Quel était le problème à régler ?  

Une législation drastique en termes d’hygiène, une fabrication à la commande, un turn-over important chez les nouveaux embauchés : la création de nouveaux produits a un impact sur le travail et l’organisation. De plus, l’entreprise est consciente que les activités manuelles (découpe, manutention et palettisation) présentent des risques professionnels qu’elle a d’ailleurs intégrés dans son document unique.

Dans ce contexte, l’entreprise souhaite revoir la prévention des risques de façon plus globale.

Qu’ont-ils fait ?  

Quels sont les principaux facteurs de risques professionnels et leurs impacts sur les processus de production et les conditions de travail ?

Les risques observés peuvent êtres regroupés en trois catégories : techniques, organisationnels et relations humaines.

Du point de vue technique, les salariés sont confrontés à une forte pénibilité notamment du fait des outils de travail peu adaptés, des manutentions manuelles de caisses, du dysfonctionnement de certaines machines et du manque d’équipements.
=-=-=-=-=
▶ **TÂCHES À RÉALISER**:
(1) Recopiez mot pour mot le texte à lire, depuis « Quel était le » jusqu'à « et relations humaines. » inclus.
(2) D'après le texte à lire, en quelles trois catégories les risques observés peuvent-ils être regroupés ?
(3) Selon le texte à lire, pourquoi les salariés sont-ils confrontés à une forte pénibilité du point de vue technique ? Répondez en une à trois phrases.

▶ **ENTRÉES EXTRAITES**:
=-=-=-=-=
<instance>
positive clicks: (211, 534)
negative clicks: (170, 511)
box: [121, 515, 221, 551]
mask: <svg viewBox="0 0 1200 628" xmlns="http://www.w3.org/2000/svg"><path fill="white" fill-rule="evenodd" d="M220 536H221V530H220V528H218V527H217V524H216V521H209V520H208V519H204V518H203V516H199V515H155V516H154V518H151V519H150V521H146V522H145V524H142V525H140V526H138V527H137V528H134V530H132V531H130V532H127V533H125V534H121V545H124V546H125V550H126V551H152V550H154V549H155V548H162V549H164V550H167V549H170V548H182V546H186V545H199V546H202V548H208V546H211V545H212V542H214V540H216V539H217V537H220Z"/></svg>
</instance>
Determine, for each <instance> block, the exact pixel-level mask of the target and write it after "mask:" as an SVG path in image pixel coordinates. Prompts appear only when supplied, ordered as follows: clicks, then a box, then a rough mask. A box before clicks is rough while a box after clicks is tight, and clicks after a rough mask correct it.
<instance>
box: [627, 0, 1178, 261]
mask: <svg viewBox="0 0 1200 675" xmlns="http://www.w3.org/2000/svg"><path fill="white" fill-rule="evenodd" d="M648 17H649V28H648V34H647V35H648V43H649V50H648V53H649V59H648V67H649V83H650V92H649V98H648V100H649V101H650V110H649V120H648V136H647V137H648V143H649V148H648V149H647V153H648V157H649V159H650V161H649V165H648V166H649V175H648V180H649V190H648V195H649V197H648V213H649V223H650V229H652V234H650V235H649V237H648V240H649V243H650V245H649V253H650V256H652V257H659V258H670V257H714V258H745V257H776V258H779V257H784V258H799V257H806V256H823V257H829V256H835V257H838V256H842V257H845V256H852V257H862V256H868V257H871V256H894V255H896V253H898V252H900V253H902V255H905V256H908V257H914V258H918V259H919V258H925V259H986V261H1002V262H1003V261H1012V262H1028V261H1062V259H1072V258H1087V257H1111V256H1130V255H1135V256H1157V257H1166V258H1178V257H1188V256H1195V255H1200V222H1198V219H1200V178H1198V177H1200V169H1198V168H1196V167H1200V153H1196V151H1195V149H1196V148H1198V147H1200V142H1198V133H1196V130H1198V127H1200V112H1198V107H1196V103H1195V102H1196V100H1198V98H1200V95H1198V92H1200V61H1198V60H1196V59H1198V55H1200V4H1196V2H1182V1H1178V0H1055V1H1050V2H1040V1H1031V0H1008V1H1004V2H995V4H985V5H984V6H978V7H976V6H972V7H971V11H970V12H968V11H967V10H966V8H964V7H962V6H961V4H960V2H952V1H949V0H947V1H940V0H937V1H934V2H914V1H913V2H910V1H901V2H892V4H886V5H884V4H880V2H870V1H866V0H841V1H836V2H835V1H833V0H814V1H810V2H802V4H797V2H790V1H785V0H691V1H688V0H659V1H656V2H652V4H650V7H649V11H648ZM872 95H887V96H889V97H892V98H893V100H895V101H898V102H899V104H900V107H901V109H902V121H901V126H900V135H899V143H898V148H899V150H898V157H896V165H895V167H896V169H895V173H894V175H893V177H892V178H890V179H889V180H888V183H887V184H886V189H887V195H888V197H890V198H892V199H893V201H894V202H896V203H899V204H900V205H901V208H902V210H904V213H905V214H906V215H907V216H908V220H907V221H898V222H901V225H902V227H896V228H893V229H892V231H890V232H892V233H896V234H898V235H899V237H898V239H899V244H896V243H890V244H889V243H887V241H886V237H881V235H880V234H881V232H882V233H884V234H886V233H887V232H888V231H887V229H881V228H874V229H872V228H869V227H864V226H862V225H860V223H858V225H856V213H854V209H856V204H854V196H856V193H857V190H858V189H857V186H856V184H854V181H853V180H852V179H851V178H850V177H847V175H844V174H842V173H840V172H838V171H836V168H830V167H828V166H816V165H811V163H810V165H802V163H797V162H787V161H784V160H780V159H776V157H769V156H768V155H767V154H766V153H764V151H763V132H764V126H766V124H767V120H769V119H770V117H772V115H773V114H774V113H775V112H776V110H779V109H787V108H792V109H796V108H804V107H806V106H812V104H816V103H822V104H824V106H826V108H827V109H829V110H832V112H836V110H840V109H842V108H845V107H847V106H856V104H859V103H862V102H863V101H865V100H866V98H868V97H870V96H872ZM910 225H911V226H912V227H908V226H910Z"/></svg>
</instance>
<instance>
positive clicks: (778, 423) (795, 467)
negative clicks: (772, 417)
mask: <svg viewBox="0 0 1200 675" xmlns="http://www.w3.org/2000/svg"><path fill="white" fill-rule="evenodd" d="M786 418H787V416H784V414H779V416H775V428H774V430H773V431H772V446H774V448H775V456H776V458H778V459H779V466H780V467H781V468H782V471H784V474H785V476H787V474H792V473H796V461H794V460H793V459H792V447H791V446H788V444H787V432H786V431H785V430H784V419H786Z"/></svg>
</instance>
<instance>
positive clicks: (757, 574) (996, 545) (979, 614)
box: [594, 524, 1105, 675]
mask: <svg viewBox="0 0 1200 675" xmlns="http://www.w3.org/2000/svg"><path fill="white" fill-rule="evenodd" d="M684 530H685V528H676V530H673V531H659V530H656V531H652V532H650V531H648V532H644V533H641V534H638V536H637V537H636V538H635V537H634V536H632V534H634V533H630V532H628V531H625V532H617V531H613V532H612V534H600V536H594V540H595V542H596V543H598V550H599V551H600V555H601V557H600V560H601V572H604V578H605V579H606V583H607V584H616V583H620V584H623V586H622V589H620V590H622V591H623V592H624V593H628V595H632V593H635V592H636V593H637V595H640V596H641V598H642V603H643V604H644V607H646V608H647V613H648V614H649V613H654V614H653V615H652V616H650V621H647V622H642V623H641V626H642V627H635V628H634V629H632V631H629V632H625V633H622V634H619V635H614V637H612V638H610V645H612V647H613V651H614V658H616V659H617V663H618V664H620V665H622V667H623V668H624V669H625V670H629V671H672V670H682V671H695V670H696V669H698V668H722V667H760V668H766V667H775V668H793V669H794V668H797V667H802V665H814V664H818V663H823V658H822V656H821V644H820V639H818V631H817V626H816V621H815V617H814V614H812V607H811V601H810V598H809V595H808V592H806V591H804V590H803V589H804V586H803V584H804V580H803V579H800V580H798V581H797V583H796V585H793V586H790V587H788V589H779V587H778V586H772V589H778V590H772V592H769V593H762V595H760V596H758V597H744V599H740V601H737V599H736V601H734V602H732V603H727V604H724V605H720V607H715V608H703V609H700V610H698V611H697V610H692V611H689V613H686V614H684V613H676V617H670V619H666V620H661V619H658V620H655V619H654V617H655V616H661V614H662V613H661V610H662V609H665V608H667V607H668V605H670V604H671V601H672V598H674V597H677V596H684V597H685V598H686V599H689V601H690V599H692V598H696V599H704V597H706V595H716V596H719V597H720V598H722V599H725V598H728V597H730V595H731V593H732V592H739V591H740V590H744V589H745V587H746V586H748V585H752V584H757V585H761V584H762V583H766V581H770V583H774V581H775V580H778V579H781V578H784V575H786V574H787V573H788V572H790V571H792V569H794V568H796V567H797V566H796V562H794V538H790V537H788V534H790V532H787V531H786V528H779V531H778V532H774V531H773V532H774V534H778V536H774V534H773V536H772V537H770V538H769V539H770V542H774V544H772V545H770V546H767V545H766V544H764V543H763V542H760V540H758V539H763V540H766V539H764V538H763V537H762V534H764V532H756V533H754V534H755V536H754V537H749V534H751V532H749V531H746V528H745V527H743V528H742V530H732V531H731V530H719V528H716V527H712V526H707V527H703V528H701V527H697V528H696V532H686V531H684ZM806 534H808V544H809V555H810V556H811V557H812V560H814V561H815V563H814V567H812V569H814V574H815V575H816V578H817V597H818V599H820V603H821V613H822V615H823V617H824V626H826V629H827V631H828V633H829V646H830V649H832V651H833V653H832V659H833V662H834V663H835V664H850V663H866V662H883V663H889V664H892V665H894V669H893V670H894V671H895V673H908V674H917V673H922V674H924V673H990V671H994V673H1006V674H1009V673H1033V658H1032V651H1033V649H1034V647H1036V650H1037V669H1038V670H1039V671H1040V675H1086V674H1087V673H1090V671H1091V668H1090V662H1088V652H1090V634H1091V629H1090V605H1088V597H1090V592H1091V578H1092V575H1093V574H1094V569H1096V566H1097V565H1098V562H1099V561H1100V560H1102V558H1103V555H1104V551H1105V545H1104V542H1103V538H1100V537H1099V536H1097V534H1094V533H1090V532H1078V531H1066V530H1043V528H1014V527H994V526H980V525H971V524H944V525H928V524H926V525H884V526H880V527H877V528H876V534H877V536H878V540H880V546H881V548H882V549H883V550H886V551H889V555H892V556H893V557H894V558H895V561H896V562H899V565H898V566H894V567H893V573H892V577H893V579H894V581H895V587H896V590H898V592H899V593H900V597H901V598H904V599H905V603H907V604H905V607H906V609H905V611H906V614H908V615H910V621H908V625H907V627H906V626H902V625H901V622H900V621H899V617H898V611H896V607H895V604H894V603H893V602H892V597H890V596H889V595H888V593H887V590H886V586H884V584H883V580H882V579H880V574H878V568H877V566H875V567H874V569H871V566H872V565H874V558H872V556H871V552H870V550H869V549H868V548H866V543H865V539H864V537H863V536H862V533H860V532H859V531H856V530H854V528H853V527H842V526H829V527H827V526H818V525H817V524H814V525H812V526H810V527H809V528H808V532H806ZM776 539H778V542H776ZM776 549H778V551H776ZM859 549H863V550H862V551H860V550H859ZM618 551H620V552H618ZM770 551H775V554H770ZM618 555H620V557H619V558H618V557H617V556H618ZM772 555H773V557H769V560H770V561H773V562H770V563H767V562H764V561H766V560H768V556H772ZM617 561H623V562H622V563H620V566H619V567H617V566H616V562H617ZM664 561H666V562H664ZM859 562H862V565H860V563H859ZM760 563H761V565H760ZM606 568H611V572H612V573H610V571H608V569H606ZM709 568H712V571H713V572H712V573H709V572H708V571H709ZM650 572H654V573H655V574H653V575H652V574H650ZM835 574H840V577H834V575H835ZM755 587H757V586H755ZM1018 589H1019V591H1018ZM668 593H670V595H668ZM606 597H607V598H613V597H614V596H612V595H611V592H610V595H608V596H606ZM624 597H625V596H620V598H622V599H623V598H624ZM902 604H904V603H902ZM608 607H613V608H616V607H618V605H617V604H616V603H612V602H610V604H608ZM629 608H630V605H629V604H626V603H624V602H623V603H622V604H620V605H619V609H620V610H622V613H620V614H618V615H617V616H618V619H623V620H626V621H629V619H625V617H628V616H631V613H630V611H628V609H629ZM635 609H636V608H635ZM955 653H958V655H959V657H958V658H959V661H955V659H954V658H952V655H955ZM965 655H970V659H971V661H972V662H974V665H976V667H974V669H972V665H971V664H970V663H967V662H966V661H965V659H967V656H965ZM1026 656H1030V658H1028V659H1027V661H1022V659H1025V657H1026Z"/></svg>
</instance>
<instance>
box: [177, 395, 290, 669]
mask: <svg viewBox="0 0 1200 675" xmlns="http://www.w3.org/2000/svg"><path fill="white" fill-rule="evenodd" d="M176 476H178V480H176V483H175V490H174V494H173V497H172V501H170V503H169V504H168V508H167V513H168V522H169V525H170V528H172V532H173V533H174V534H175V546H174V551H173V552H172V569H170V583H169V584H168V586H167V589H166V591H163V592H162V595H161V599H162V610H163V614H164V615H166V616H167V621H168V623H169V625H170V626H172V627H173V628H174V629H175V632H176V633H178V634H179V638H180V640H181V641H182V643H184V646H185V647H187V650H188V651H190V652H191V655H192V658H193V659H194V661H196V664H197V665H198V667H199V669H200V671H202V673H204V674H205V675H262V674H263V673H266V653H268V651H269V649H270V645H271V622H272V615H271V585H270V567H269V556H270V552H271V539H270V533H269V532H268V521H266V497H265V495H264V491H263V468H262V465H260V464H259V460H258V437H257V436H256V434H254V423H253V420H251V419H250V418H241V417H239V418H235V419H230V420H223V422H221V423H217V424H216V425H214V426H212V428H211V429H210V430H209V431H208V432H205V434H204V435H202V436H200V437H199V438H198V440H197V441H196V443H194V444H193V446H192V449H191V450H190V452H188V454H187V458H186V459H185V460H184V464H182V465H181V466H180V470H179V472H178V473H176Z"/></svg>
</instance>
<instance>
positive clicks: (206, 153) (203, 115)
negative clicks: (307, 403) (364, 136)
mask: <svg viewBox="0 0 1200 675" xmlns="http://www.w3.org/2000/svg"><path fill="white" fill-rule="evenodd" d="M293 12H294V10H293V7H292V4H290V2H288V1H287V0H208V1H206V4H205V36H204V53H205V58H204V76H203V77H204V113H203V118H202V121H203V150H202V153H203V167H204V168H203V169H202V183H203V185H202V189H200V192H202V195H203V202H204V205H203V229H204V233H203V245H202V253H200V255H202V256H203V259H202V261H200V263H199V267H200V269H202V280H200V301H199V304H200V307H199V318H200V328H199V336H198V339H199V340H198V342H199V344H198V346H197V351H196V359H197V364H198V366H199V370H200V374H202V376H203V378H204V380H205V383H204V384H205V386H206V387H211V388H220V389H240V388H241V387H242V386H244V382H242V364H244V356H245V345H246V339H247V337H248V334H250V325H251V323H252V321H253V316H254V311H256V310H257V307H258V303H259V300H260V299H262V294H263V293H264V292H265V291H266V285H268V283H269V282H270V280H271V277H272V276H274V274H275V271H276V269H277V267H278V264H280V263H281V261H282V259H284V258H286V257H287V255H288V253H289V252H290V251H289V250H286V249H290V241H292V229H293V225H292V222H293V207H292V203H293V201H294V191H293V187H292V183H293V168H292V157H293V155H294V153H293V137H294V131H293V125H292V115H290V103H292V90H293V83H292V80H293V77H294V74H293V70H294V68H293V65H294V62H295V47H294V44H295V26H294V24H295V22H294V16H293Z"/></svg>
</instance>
=-=-=-=-=
▶ **RÉPONSES ATTENDUES**:
(1)
Quel était le problème à régler ?  

Une législation drastique en termes d’hygiène, une fabrication à la commande, un turn-over important chez les nouveaux embauchés : la création de nouveaux produits a un impact sur le travail et l’organisation. De plus, l’entreprise est consciente que les activités manuelles (découpe, manutention et palettisation) présentent des risques professionnels qu’elle a d’ailleurs intégrés dans son document unique.

Dans ce contexte, l’entreprise souhaite revoir la prévention des risques de façon plus globale.

Qu’ont-ils fait ?  

Quels sont les principaux facteurs de risques professionnels et leurs impacts sur les processus de production et les conditions de travail ?

Les risques observés peuvent êtres regroupés en trois catégories : techniques, organisationnels et relations humaines.

(2) Les risques techniques, les risques organisationnels et les risques liés aux relations humaines.

(3) Cette forte pénibilité vient notamment d'outils de travail peu adaptés et de manutentions manuelles de caisses. S'y ajoutent le dysfonctionnement de certaines machines et le manque d'équipements.